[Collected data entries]
..........

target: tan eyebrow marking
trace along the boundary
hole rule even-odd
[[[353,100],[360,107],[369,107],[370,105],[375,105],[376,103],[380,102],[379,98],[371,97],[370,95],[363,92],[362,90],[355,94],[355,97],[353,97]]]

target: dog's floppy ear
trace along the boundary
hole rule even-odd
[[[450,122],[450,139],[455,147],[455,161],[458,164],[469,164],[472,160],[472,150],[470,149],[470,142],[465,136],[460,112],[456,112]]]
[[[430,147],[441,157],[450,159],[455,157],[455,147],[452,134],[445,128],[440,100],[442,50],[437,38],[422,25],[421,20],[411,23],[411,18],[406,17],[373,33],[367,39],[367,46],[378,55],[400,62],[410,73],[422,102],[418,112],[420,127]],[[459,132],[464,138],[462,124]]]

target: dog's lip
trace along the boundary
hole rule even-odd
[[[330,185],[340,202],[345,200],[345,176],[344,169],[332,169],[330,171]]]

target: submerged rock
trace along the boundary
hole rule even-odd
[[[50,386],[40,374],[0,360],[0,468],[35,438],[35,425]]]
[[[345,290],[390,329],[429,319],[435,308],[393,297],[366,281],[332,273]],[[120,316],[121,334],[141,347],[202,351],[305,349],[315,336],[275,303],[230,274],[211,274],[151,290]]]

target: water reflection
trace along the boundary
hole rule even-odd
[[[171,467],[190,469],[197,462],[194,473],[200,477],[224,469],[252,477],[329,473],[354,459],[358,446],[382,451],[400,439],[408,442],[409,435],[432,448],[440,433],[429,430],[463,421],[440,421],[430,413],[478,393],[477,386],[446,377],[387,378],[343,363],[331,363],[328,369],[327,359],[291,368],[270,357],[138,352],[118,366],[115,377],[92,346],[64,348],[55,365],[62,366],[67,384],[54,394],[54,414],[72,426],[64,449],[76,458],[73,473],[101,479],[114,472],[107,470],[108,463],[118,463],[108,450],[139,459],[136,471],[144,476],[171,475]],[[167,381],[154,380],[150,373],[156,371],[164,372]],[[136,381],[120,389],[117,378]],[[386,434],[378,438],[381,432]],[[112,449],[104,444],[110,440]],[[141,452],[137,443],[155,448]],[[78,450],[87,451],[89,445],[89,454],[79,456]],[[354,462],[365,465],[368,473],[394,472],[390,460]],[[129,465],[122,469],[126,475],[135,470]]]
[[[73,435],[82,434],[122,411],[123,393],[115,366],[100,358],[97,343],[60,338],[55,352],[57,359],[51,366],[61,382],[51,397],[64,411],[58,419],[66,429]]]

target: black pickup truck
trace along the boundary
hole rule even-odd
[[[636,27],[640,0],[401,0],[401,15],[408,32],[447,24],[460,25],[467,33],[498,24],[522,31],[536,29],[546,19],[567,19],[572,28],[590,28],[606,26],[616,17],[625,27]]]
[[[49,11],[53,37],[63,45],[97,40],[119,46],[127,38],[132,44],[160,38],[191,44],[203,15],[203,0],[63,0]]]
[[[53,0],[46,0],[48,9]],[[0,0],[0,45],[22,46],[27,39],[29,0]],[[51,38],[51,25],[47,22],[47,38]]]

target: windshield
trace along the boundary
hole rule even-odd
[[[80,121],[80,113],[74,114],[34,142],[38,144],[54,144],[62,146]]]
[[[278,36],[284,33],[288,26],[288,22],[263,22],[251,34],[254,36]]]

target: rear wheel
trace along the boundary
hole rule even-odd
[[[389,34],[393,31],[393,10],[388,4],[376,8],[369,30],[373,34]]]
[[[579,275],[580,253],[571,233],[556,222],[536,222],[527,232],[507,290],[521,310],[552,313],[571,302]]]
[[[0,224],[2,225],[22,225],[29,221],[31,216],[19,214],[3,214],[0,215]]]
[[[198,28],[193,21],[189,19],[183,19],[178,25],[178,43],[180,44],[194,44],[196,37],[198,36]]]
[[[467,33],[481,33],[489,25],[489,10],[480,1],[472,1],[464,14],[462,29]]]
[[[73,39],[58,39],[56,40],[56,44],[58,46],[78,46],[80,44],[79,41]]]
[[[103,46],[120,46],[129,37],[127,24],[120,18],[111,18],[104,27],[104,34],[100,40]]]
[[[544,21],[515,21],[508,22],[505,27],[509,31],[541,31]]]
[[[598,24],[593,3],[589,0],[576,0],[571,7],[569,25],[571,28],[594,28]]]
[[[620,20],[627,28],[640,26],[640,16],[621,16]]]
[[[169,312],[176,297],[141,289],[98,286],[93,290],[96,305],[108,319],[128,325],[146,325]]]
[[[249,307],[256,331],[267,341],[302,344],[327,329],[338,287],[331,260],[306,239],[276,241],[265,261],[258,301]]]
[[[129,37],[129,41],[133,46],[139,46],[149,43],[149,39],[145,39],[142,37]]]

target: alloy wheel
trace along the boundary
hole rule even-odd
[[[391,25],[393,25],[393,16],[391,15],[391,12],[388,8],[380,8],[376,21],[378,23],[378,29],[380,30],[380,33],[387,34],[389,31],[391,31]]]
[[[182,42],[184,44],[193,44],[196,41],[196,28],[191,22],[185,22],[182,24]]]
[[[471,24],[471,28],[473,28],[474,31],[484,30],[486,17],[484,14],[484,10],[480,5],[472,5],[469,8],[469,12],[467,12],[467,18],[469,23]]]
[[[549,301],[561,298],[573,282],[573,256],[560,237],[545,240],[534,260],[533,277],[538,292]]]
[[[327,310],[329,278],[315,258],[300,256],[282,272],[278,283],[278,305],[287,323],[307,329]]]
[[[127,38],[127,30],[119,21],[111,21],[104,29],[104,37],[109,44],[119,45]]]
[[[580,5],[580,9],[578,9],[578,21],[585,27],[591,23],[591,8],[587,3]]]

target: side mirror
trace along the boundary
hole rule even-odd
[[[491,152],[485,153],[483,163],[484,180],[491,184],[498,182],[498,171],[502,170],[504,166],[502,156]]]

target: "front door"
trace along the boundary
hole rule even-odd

..........

Exercise brief: The first line of the records and every line down to the line with "target: submerged rock" must be quoted exactly; leave out all else.

Result of this task:
target: tan eyebrow marking
trace along the boundary
hole rule even-odd
[[[353,100],[360,107],[369,107],[370,105],[375,105],[376,103],[380,102],[379,98],[371,97],[370,95],[363,92],[362,90],[355,94],[355,97],[353,97]]]

target: dog's floppy ear
trace along the boundary
hole rule even-odd
[[[450,122],[450,139],[455,147],[455,161],[458,164],[469,164],[472,160],[472,150],[470,149],[470,142],[465,136],[460,112],[456,112]]]
[[[430,147],[441,157],[450,159],[455,157],[455,147],[452,134],[445,128],[440,100],[442,50],[437,38],[422,25],[421,20],[411,23],[411,18],[406,17],[373,33],[367,39],[367,46],[378,55],[400,62],[410,73],[422,102],[418,112],[420,127]],[[459,132],[464,138],[462,124]]]

target: dog's lip
trace along the boundary
hole rule even-odd
[[[330,185],[340,202],[345,200],[345,176],[344,169],[332,169],[330,171]]]

target: submerged rock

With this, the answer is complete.